EXERCISE DETAILS:
Copy all of the entries that follow, exactly.
╭─ SOURCE RECORDS
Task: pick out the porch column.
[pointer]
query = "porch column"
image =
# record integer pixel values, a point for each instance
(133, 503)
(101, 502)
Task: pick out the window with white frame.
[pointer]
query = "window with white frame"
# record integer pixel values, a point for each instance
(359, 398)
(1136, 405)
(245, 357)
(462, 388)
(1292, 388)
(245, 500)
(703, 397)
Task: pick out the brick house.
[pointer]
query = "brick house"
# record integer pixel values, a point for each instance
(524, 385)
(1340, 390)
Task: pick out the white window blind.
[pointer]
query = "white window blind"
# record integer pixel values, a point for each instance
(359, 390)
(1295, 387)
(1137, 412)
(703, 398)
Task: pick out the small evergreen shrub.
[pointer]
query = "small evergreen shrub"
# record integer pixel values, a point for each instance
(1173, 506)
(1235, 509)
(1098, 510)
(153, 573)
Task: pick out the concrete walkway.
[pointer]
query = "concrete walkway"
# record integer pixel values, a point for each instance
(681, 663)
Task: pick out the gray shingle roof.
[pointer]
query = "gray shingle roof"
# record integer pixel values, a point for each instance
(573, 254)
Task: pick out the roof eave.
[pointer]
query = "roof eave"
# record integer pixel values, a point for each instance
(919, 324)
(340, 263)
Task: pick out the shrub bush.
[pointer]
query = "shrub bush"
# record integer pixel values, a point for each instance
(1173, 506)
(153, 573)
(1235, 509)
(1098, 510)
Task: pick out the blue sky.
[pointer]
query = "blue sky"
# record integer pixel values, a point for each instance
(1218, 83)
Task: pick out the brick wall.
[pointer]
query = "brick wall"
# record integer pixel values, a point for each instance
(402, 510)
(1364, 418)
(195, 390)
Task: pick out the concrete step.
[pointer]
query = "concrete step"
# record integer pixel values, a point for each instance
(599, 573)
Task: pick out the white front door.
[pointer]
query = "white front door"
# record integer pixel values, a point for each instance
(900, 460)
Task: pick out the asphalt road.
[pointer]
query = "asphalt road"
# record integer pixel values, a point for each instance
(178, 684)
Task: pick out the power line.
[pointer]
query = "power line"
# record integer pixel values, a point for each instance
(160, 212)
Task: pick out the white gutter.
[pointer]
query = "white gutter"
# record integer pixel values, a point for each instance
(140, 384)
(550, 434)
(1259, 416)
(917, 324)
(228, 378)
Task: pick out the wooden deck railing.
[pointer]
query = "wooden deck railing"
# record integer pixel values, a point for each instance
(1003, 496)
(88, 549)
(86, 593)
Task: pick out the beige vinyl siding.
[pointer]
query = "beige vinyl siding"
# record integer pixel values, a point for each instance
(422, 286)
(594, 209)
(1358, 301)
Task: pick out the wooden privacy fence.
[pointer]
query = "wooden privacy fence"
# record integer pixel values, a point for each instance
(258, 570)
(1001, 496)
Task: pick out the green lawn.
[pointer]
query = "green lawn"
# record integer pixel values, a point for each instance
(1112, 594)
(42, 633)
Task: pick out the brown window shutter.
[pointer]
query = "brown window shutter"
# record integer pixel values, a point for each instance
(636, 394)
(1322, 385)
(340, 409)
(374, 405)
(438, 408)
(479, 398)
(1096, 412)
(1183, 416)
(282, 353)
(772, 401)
╰─
RESULT:
Task: pick out the porch column.
[pointer]
query = "porch column"
image =
# record integer pixel values, a point for each instance
(133, 503)
(101, 502)
Task: pick out the window with white frame.
[pointer]
query = "window with white frame"
# record integer pixel values, a point for each instance
(359, 398)
(1136, 405)
(245, 357)
(462, 388)
(1292, 388)
(245, 500)
(703, 397)
Task: pick out the brick house.
[pointer]
query = "brick house"
# record integer pixel values, a point for each instance
(524, 385)
(1340, 390)
Task: pick out the white window blind.
[pointer]
query = "white window blind"
# record integer pixel values, a point for each instance
(359, 390)
(1295, 387)
(1137, 412)
(703, 398)
Task: pick out the small evergreen shrub.
[pointer]
query = "small evergreen shrub"
# record integer pixel values, a point for each instance
(1173, 506)
(1235, 509)
(1098, 510)
(153, 573)
Task: pick out the concrete walkway.
[pointer]
query = "concrete walkway"
# record integer pixel values, a point for each instance
(681, 663)
Task: pick out the gray shingle roof.
[pointer]
query = "gray shingle roof"
# record integer pixel values, a point for each instance
(573, 254)
Task: pick out the roof eave.
[pointer]
query = "roof eave"
# record integer pixel values, a point for each instance
(919, 324)
(340, 263)
Task: pick out the shrub bush.
[pointer]
query = "shrub bush"
# record integer pixel values, a point for each instance
(1173, 506)
(153, 573)
(1235, 509)
(1098, 510)
Task: pick out the blue sky.
[pointer]
query = "blue sky"
# record integer pixel values, a point for each instance
(1218, 83)
Task: pick out the brick wall.
[pointer]
query = "brick wall"
# record integer pixel values, a point for each instance
(402, 510)
(1364, 418)
(195, 390)
Task: pick out the concrete step.
[pointer]
query = "concrete step"
# record integer pixel values, a point for each instance
(599, 573)
Task: pick out the white front door.
[pointer]
query = "white front door"
# record integer pixel values, a point for each instance
(900, 460)
Task: pick out the asphalt road.
[pointer]
query = "asphalt road"
# record integer pixel values, a point for each instance
(178, 684)
Task: pick out the power line.
[pointer]
query = "power line"
# record integer pixel values, a point for each instance
(160, 212)
Task: pick out the white gutter.
[pointer]
query = "white gutter"
# record integer pixel values, a point for each instance
(140, 384)
(550, 434)
(1259, 416)
(917, 324)
(228, 378)
Task: pick out the wooden deck railing.
[pointer]
query = "wooden deck railing"
# record integer pixel values, a point for each instance
(1003, 496)
(88, 549)
(86, 593)
Task: pick out the beige vinyl siding.
[pointer]
query = "beige vinyl siding"
# record integer pixel values, a point for each instance
(422, 286)
(594, 209)
(1358, 301)
Task: pick out the wooden privacy fence.
[pointer]
query = "wooden privacy fence"
# record integer pixel values, a point for each instance
(258, 570)
(1001, 496)
Task: pick out the green lawn.
[pointer]
query = "green lawn"
# record integer pixel values, a point for each instance
(1112, 594)
(42, 633)
Task: pick out the brown window shutter.
[pointer]
query = "brown window shutter"
# record integer pixel values, a point for each instance
(636, 394)
(1322, 385)
(340, 409)
(374, 405)
(438, 408)
(479, 398)
(1096, 412)
(1183, 416)
(282, 353)
(772, 401)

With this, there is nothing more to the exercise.